Reproduce the part of the lodge elections thread below that starts at the words "So elections are" and ends after "for any JW.)", putting "chapter" in place of every "lodge".

-- Start PASSAGE --

# Elections are coming in my lodge!



## ROLLO (Sep 23, 2015)

So elections are in a couple of weeks and I am thinking about going up for JW. Any JW past or present have any advice for me?


----------



## Brother JC (Sep 24, 2015)

Are you ready to lead your lodge? That's the big question. In CA you would need to know the First Degree completely. Got that down yet? (Good idea for any JW.)
Also, I don't get the "going up for" part... in my jurisdictions it's against the rule to electioneer. You have to be chosen by the lodge, there is no "campaign." You can mention your interest, but that's it.


----------



## Ripcord22A (Sep 24, 2015)

In Oregon the officers were prety much already chosen we just had to make it official.  I was new and didnt know very many people so i just asked who i was supposed ro vote for


----------



## Akiles (Sep 24, 2015)

In my Lodge, in Panamá, usually all the officers are elected by unanimity, and normally nobody "runs" for any charge.

-- End PASSAGE --
-- Start ENTRIES SHOWN --

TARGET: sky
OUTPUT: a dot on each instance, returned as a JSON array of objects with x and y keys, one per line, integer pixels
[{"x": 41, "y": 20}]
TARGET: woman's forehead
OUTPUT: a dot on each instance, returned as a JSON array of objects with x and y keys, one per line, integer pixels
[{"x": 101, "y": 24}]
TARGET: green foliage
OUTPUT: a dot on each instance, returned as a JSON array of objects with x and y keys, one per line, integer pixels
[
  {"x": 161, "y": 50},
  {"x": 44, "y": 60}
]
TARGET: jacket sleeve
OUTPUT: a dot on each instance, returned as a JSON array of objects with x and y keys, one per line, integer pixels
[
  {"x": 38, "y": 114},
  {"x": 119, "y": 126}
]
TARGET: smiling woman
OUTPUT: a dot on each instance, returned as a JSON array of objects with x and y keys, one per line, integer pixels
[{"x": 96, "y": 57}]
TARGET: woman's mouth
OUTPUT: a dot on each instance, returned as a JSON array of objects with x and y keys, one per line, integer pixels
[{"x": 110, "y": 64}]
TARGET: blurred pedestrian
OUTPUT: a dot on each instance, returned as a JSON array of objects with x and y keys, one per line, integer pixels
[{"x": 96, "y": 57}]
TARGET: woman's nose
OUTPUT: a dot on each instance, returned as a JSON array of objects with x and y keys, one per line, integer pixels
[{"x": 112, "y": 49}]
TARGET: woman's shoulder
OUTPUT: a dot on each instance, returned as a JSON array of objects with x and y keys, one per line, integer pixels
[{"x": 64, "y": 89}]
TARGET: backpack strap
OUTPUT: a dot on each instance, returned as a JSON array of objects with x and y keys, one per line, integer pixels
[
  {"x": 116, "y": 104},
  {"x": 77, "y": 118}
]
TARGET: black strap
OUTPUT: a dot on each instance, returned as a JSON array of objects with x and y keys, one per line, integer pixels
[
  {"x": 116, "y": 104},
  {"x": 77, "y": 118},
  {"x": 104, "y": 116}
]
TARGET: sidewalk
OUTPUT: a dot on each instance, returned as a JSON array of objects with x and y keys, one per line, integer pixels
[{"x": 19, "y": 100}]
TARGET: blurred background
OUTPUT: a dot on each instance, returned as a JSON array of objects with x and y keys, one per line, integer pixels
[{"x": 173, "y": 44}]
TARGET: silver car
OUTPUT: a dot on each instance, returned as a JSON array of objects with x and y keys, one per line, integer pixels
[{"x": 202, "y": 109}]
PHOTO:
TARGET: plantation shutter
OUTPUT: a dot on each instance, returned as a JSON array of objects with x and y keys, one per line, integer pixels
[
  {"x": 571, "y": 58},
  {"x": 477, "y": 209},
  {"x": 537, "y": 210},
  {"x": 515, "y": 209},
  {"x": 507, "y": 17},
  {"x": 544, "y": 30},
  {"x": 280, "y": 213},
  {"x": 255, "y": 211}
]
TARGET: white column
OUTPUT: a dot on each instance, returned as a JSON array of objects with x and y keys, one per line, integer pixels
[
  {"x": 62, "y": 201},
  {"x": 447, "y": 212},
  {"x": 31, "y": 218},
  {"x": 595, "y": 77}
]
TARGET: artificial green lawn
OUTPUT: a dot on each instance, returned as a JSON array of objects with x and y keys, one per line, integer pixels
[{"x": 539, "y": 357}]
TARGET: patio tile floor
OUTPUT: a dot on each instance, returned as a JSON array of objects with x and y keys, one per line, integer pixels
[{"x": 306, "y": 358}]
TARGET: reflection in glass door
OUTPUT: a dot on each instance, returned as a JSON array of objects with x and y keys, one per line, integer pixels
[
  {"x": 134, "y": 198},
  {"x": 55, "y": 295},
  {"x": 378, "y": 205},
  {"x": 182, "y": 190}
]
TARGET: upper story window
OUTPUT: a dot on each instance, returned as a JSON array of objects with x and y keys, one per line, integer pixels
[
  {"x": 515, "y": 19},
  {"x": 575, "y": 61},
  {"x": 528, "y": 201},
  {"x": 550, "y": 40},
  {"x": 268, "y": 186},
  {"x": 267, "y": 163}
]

-- End ENTRIES SHOWN --

FINISHED EXERCISE -
So elections are in a couple of weeks and I am thinking about going up for JW. Any JW past or present have any advice for me?


----------



## Brother JC (Sep 24, 2015)

Are you ready to lead your chapter? That's the big question. In CA you would need to know the First Degree completely. Got that down yet? (Good idea for any JW.)